*** Opening Data records ***
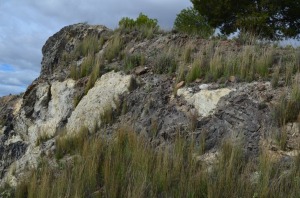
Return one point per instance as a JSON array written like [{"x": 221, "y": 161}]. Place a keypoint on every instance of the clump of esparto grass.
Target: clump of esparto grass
[
  {"x": 128, "y": 165},
  {"x": 113, "y": 48},
  {"x": 264, "y": 61},
  {"x": 275, "y": 77},
  {"x": 70, "y": 143},
  {"x": 187, "y": 53},
  {"x": 195, "y": 71},
  {"x": 165, "y": 63}
]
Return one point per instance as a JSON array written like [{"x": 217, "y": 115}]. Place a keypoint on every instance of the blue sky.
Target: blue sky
[{"x": 25, "y": 25}]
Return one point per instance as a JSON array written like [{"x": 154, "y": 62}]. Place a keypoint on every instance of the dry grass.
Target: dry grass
[
  {"x": 128, "y": 166},
  {"x": 113, "y": 48}
]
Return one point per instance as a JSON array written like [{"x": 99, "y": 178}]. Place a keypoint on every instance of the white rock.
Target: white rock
[
  {"x": 103, "y": 95},
  {"x": 203, "y": 86},
  {"x": 205, "y": 101}
]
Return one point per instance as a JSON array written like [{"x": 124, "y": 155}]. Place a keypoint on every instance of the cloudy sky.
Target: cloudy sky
[{"x": 25, "y": 26}]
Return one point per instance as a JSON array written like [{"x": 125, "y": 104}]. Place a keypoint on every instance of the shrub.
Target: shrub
[
  {"x": 191, "y": 22},
  {"x": 145, "y": 25}
]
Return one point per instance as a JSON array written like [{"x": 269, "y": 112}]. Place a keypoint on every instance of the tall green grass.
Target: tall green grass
[{"x": 127, "y": 165}]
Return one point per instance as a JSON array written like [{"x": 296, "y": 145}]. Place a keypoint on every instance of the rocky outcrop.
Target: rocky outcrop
[
  {"x": 64, "y": 42},
  {"x": 205, "y": 101},
  {"x": 154, "y": 105},
  {"x": 102, "y": 97}
]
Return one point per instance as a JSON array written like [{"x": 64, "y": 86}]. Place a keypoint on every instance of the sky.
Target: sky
[{"x": 25, "y": 25}]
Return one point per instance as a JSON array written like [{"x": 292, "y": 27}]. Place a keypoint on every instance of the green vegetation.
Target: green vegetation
[
  {"x": 89, "y": 45},
  {"x": 113, "y": 49},
  {"x": 190, "y": 21},
  {"x": 288, "y": 108},
  {"x": 266, "y": 19},
  {"x": 248, "y": 63},
  {"x": 145, "y": 25},
  {"x": 133, "y": 60},
  {"x": 165, "y": 63},
  {"x": 128, "y": 165}
]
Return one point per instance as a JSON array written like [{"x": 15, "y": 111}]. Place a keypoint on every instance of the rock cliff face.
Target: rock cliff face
[{"x": 29, "y": 123}]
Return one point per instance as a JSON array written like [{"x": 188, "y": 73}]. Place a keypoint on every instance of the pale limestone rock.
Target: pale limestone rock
[
  {"x": 13, "y": 139},
  {"x": 17, "y": 107},
  {"x": 2, "y": 129},
  {"x": 103, "y": 95},
  {"x": 203, "y": 86},
  {"x": 205, "y": 101},
  {"x": 59, "y": 108}
]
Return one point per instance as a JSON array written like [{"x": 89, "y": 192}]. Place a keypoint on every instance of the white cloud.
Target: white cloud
[{"x": 27, "y": 24}]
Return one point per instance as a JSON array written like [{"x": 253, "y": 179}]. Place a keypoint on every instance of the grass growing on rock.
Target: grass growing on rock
[{"x": 127, "y": 165}]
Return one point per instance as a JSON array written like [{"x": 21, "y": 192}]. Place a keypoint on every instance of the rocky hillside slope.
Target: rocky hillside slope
[{"x": 100, "y": 79}]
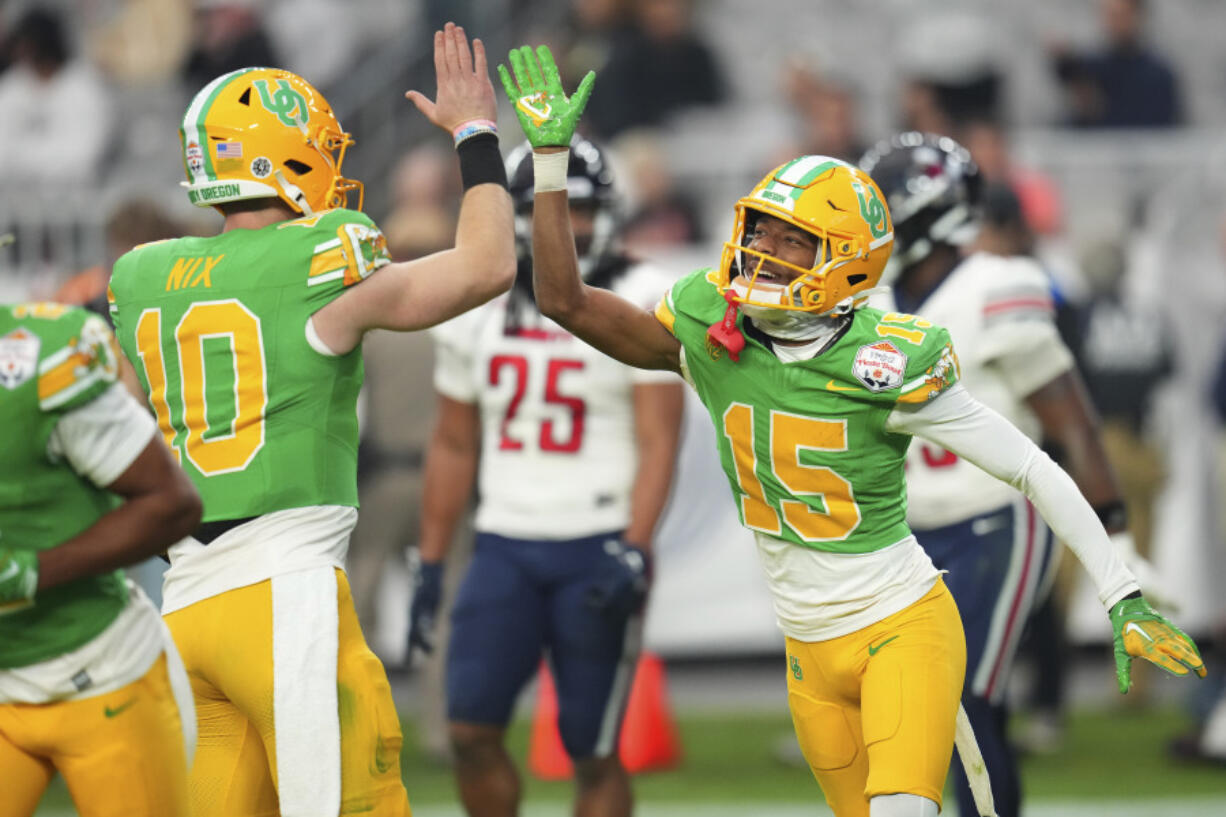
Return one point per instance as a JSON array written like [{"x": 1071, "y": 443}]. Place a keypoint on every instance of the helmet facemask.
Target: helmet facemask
[{"x": 842, "y": 210}]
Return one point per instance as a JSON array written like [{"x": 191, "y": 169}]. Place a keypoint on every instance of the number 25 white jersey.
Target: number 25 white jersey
[
  {"x": 558, "y": 454},
  {"x": 1001, "y": 317}
]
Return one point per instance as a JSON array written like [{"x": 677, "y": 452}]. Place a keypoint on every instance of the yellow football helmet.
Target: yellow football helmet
[
  {"x": 265, "y": 133},
  {"x": 841, "y": 206}
]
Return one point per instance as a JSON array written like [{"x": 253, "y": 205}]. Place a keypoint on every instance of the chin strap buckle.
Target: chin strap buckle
[{"x": 725, "y": 333}]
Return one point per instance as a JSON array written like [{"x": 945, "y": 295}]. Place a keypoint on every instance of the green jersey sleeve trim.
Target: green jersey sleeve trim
[{"x": 80, "y": 371}]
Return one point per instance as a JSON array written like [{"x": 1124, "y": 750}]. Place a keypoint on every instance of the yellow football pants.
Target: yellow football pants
[
  {"x": 121, "y": 753},
  {"x": 280, "y": 671},
  {"x": 874, "y": 709}
]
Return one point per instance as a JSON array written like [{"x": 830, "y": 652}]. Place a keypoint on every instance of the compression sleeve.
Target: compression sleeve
[
  {"x": 102, "y": 438},
  {"x": 960, "y": 423}
]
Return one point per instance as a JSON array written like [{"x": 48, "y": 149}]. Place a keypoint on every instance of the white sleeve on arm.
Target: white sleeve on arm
[
  {"x": 103, "y": 437},
  {"x": 960, "y": 423}
]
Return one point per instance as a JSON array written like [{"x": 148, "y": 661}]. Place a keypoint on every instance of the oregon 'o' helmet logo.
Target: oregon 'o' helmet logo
[
  {"x": 879, "y": 366},
  {"x": 280, "y": 119},
  {"x": 846, "y": 214}
]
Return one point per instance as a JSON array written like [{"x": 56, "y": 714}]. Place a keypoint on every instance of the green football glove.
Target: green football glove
[
  {"x": 1139, "y": 632},
  {"x": 548, "y": 118},
  {"x": 19, "y": 577}
]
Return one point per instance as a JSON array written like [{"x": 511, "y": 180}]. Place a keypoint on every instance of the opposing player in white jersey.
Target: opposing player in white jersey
[
  {"x": 91, "y": 686},
  {"x": 999, "y": 314},
  {"x": 573, "y": 455}
]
*** Closing Data records ***
* **Exercise prompt**
Every entry above should be restated word for word, with the images left out.

* **Answer to this exercise**
Return one point per instance as a JSON array written like [{"x": 221, "y": 161}]. Place a keypoint on every instance of the clump of esparto grass.
Target: clump of esparto grass
[
  {"x": 128, "y": 165},
  {"x": 113, "y": 48},
  {"x": 264, "y": 61},
  {"x": 275, "y": 77},
  {"x": 70, "y": 143},
  {"x": 187, "y": 53},
  {"x": 195, "y": 71},
  {"x": 165, "y": 63}
]
Return one point per instance as a JSON array written like [{"x": 217, "y": 115}]. Place a keypoint on every instance of the blue sky.
Target: blue sky
[{"x": 25, "y": 25}]
Return one point per instance as a JSON array written like [{"x": 154, "y": 62}]. Place a keypoint on every instance of the dry grass.
Target: dry grass
[
  {"x": 128, "y": 166},
  {"x": 113, "y": 48}
]
Return one point per instance as a JSON array written like [{"x": 99, "y": 178}]. Place a keypoint on every instance of the white rock.
Target: white rock
[
  {"x": 103, "y": 95},
  {"x": 203, "y": 86},
  {"x": 205, "y": 101}
]
Return one point per instance as a JSON array written like [{"x": 124, "y": 155}]. Place a keypoint on every instance of the cloudy sky.
Target: cloudy sky
[{"x": 25, "y": 26}]
Return one point per instance as a JSON array written like [{"x": 125, "y": 104}]. Place a keypoint on every instance of the shrub.
Target: shrub
[
  {"x": 191, "y": 22},
  {"x": 145, "y": 25}
]
Return one point per instance as a JSON array written like [{"x": 269, "y": 112}]. Place a keypoint on every instance of the tall green grass.
Target: tall green grass
[{"x": 127, "y": 165}]
Return one point per instance as a JSON array written like [{"x": 296, "y": 145}]. Place a keypoint on every instance of the rocky outcrop.
Target: rocky outcrop
[
  {"x": 64, "y": 42},
  {"x": 205, "y": 101},
  {"x": 154, "y": 105},
  {"x": 102, "y": 97}
]
Return one point per instance as a JSON array written like [{"x": 64, "y": 86}]. Place a keypoint on every instance of the sky.
Target: sky
[{"x": 25, "y": 25}]
Return one point per instance as a JSON array written like [{"x": 292, "y": 27}]. Place a keypoint on every instance of the green vegetation.
Target: green vegetation
[
  {"x": 89, "y": 45},
  {"x": 113, "y": 49},
  {"x": 190, "y": 21},
  {"x": 288, "y": 108},
  {"x": 266, "y": 19},
  {"x": 248, "y": 63},
  {"x": 145, "y": 25},
  {"x": 133, "y": 60},
  {"x": 165, "y": 63},
  {"x": 128, "y": 165}
]
Return one point per instance as a JSON array written like [{"x": 15, "y": 111}]. Place a keypoint on every instance of the rock cliff face.
Target: rock cliff face
[{"x": 29, "y": 123}]
Return one point per instance as a JSON array written like [{"x": 188, "y": 73}]. Place a keypoint on every instance of the pale limestone rock.
Target: pale limestone rock
[
  {"x": 13, "y": 139},
  {"x": 17, "y": 107},
  {"x": 2, "y": 129},
  {"x": 103, "y": 95},
  {"x": 203, "y": 86},
  {"x": 205, "y": 101},
  {"x": 59, "y": 108}
]
Return one point per instance as a JSON array written like [{"x": 89, "y": 192}]. Place a keypoint on every instance of the white cloud.
Target: white cloud
[{"x": 27, "y": 24}]
Return one point per instance as a JSON array written like [{"x": 253, "y": 179}]. Place a keypoint on every instance of the grass growing on rock.
Target: grass growing on rock
[{"x": 127, "y": 165}]
Return one point per instance as a JSON array written like [{"x": 21, "y": 192}]. Place a keypoint on every instance of the rocky hillside slope.
Target: rocky hillside slope
[{"x": 100, "y": 79}]
Return one point per instance as a JSON array written like [{"x": 1071, "y": 443}]. Place a keypoint on every instance of the helmet facemask.
Target: helmet facemask
[{"x": 842, "y": 210}]
Return one point per instance as a JSON array written like [{"x": 191, "y": 169}]. Place a keypoint on every instance of the number 25 white jersey.
Target: number 25 white jersey
[
  {"x": 558, "y": 454},
  {"x": 1001, "y": 317}
]
Return one point per instance as a JSON array written like [{"x": 677, "y": 452}]. Place a keypoint on every instance of the yellow football helmet.
Target: yellow football helmet
[
  {"x": 265, "y": 133},
  {"x": 841, "y": 206}
]
Return one point per instance as a JSON array written like [{"x": 253, "y": 205}]. Place a keypoint on every instance of the chin strap buckle.
Target: chin strap buckle
[{"x": 725, "y": 333}]
Return one point per instance as a JSON array written like [{"x": 945, "y": 295}]. Place a keypoint on every instance of the green jersey sleeve trim.
Target: green jersey sleeve trim
[{"x": 80, "y": 371}]
Return one point per instance as a JSON array written like [{"x": 1124, "y": 750}]. Place a keypoint on every instance of the yellow football pants.
Target: yellow football pants
[
  {"x": 121, "y": 753},
  {"x": 280, "y": 671},
  {"x": 874, "y": 709}
]
Return one point per instance as a JSON array written like [{"x": 830, "y": 652}]. Place a keypoint on every instance of the compression sleeve.
Target: compression sleeve
[
  {"x": 102, "y": 438},
  {"x": 960, "y": 423}
]
Return one point per instance as a JSON array written like [{"x": 48, "y": 149}]. Place a keypoint on every instance of the white sleeve on arm.
Target: white sleeve on arm
[
  {"x": 103, "y": 437},
  {"x": 960, "y": 423}
]
Return one point per instance as a JSON array written like [{"x": 148, "y": 661}]. Place a keypoint on every instance of the oregon 'o' helmet logo.
Target: oregon 'o' helmet logo
[
  {"x": 879, "y": 366},
  {"x": 280, "y": 119},
  {"x": 846, "y": 214}
]
Return one point per instance as a JSON array written like [{"x": 56, "y": 714}]. Place a keypoint on every instance of the green football glove.
Target: green football glove
[
  {"x": 1139, "y": 632},
  {"x": 548, "y": 118},
  {"x": 19, "y": 577}
]
Return one point per instance as a JSON array written like [{"x": 511, "y": 180}]. Place a keypoint on every instance of the opposing player in white jersey.
Target: opposing player in white jersey
[
  {"x": 91, "y": 686},
  {"x": 999, "y": 314},
  {"x": 573, "y": 455}
]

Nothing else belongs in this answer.